_TASK DETAILS:_ All lines of the records below that contain the word "house" must be listed.

[Opening SOURCE INFORMATION section]

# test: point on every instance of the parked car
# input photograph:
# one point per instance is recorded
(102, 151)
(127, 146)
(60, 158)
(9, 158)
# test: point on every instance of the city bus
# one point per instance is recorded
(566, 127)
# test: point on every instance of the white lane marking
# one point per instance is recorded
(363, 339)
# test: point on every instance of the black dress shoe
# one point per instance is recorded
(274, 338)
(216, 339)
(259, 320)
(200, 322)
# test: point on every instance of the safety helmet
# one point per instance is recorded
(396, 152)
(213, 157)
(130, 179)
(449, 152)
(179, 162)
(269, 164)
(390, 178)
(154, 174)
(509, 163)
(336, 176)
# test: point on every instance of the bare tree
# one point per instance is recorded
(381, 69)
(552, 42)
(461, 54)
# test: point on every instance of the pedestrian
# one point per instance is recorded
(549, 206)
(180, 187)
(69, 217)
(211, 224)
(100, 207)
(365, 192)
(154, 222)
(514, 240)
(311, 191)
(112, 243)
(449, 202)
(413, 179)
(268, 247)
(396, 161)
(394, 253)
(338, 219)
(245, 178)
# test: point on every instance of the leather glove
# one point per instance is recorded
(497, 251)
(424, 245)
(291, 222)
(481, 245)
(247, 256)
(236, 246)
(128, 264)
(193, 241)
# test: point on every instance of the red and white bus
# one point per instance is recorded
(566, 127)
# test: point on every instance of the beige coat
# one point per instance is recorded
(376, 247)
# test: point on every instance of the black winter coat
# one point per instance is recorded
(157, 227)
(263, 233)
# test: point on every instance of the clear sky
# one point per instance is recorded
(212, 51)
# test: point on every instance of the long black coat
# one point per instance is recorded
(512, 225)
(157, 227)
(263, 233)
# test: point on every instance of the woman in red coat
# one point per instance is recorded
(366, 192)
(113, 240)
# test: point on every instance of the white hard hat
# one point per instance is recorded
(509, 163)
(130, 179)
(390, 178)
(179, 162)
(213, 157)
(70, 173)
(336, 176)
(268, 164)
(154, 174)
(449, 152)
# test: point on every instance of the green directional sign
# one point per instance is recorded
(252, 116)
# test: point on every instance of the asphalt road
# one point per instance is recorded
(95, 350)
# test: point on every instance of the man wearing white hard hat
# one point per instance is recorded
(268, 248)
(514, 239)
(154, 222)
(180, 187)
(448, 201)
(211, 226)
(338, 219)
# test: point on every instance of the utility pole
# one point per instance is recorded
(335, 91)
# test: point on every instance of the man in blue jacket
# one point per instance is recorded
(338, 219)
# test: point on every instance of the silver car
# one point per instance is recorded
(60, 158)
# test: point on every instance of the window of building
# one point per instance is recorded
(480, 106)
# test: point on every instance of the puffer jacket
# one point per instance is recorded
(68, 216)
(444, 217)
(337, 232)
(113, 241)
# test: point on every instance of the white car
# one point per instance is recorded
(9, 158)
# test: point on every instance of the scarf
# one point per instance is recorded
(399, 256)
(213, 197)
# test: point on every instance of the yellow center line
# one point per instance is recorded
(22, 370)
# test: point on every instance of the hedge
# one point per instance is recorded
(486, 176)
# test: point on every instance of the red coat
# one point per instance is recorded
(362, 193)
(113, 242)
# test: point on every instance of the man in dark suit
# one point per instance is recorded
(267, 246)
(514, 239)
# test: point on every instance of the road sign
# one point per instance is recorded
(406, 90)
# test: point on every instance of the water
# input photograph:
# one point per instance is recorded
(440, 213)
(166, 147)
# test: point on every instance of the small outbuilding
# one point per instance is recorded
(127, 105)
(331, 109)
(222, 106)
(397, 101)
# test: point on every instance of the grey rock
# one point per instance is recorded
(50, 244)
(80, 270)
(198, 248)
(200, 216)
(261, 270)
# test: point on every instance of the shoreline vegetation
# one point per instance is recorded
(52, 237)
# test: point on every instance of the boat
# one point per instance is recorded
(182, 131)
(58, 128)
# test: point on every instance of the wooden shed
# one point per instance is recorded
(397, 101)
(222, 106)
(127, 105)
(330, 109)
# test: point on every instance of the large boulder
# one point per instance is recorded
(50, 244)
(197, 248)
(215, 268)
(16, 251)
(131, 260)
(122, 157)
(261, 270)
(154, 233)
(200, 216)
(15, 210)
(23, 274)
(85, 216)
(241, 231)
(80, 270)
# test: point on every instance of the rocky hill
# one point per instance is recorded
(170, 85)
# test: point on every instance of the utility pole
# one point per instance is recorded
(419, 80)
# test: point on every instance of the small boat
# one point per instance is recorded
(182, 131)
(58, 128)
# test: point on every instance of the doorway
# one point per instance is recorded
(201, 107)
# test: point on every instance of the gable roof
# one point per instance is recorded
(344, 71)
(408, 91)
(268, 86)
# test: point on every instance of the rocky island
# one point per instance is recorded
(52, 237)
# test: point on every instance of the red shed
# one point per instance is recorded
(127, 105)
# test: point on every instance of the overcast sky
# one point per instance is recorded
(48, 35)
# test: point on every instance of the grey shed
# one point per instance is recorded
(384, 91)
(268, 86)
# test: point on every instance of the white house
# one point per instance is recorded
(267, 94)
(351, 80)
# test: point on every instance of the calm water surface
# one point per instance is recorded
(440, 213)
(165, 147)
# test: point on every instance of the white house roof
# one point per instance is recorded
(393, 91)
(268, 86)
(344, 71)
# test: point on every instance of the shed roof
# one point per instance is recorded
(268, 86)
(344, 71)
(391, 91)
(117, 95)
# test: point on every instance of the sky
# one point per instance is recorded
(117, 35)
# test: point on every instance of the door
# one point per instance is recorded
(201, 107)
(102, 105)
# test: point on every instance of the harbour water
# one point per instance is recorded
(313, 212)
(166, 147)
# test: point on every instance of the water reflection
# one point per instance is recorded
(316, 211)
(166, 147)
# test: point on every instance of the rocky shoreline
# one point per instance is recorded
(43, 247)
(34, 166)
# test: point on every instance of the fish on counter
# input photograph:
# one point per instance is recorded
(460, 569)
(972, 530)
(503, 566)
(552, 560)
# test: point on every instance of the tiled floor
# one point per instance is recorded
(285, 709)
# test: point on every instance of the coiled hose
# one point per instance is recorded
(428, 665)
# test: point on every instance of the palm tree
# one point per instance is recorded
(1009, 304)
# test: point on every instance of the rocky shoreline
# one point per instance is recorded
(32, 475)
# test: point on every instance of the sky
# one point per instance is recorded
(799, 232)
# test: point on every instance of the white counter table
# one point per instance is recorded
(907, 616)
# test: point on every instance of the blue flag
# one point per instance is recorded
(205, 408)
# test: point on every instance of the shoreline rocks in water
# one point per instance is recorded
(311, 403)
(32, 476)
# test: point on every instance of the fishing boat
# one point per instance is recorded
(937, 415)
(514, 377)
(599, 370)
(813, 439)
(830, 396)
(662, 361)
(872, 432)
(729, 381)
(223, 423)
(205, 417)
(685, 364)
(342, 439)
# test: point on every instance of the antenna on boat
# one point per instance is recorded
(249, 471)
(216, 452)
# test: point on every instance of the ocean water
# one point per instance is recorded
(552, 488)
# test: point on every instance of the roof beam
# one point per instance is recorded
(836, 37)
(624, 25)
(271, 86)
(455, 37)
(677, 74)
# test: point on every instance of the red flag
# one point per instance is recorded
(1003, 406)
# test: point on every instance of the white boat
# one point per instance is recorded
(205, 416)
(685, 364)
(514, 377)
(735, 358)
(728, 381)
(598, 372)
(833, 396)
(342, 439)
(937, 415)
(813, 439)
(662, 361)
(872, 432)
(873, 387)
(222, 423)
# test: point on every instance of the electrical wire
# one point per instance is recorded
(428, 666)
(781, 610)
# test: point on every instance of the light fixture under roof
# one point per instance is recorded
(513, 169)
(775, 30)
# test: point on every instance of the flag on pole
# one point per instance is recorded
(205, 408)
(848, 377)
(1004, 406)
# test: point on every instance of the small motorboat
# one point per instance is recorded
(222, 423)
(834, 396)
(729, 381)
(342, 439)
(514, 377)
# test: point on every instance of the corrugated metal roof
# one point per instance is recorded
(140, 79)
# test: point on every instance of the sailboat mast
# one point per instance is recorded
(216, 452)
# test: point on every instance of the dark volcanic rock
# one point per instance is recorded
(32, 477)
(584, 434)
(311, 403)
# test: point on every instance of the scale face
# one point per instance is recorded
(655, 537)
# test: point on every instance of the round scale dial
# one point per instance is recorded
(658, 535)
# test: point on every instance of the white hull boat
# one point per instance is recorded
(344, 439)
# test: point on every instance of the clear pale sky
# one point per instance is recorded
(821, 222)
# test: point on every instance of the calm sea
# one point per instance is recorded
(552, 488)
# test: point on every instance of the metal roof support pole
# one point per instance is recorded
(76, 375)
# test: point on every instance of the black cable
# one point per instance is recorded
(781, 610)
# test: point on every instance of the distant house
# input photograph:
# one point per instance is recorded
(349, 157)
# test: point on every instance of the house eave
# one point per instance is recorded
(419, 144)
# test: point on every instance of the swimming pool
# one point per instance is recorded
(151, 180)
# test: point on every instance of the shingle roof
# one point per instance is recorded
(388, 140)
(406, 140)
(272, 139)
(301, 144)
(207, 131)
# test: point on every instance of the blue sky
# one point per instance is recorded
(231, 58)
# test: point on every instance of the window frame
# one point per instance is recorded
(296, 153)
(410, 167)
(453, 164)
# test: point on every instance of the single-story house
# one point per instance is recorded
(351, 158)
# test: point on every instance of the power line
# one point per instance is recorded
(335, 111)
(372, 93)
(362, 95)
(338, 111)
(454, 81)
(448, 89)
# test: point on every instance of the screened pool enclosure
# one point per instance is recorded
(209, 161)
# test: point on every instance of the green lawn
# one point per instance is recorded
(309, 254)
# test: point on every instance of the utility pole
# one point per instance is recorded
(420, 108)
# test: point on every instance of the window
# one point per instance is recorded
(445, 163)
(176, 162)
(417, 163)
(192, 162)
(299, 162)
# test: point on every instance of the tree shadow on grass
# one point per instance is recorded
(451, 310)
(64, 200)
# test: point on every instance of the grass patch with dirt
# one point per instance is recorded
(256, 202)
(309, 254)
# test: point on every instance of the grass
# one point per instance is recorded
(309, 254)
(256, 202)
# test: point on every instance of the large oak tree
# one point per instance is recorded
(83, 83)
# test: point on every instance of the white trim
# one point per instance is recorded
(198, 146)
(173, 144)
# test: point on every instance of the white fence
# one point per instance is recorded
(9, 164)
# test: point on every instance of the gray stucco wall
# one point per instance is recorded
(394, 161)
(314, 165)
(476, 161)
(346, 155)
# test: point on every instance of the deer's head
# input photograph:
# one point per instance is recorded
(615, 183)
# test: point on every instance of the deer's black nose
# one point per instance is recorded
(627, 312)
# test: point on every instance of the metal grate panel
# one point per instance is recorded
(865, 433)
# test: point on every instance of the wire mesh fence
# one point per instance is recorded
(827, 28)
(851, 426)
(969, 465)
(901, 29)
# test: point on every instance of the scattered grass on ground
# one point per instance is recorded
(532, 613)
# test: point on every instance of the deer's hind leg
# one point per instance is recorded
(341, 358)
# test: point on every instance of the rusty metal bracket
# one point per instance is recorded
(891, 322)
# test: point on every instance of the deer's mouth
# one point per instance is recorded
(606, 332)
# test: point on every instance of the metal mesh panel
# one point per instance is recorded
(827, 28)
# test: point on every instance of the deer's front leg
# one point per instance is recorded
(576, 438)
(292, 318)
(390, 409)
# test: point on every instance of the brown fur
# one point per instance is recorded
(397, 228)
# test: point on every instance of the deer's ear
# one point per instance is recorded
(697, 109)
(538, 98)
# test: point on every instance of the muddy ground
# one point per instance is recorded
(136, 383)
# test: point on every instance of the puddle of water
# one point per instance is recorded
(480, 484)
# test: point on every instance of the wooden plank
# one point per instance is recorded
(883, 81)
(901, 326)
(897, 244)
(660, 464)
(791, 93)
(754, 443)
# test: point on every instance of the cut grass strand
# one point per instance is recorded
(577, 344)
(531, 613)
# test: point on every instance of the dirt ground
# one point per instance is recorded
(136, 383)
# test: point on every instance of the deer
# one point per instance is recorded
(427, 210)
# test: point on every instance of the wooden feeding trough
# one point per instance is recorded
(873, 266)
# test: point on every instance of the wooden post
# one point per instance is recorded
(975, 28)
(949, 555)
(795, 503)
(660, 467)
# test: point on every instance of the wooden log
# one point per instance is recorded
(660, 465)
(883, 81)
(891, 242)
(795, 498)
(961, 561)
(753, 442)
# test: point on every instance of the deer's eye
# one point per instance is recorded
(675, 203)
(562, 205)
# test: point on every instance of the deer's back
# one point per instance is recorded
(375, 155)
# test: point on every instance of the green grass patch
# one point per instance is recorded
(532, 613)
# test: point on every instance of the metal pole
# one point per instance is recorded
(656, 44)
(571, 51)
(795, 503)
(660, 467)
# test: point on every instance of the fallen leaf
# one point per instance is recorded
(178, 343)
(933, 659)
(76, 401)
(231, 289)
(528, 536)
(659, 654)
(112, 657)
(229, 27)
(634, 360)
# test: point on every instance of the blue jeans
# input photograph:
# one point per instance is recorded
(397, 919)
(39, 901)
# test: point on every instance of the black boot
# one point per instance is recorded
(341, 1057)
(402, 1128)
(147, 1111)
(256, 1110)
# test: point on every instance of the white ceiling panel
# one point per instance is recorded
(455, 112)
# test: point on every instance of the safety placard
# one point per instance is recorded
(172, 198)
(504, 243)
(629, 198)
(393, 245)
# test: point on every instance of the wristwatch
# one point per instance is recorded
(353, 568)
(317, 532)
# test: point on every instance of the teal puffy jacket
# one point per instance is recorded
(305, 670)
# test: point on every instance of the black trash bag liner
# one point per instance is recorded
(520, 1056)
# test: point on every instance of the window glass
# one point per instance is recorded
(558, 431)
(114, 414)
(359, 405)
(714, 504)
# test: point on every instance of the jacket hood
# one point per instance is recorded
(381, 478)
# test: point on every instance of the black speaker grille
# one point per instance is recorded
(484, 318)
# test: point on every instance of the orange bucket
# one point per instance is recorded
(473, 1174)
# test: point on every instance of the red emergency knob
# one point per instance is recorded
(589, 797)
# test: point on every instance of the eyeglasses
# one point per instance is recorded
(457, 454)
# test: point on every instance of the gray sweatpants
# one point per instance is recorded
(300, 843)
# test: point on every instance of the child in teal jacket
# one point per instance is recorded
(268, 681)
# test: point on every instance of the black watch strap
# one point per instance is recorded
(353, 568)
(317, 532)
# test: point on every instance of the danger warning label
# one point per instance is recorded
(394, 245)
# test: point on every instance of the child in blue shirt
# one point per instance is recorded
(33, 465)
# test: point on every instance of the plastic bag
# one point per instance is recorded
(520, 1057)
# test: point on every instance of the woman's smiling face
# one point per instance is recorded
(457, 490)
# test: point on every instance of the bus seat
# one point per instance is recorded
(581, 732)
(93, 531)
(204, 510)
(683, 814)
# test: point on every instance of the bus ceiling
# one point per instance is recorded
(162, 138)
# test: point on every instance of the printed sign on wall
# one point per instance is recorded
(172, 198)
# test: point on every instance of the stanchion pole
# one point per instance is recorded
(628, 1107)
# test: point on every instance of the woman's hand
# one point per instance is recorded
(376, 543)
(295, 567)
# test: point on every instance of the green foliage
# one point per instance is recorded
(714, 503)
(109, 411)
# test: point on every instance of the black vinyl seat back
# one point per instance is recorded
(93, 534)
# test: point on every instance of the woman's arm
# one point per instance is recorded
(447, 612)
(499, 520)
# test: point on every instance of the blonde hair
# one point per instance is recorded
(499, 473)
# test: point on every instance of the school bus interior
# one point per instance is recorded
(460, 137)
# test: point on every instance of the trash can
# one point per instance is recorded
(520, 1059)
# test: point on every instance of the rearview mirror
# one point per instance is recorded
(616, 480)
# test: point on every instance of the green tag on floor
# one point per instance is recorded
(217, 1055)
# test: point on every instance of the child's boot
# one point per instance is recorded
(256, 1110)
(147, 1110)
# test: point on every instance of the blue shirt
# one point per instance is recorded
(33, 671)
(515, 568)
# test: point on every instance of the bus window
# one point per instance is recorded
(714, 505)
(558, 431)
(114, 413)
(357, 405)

[Closing SOURCE INFORMATION section]

_OUTPUT OF THE EXERCISE:_
# test: point on every instance of the white house
# test: point on every instance of the white house roof
# test: point on every instance of the distant house
# test: point on every instance of the house eave
# test: point on every instance of the single-story house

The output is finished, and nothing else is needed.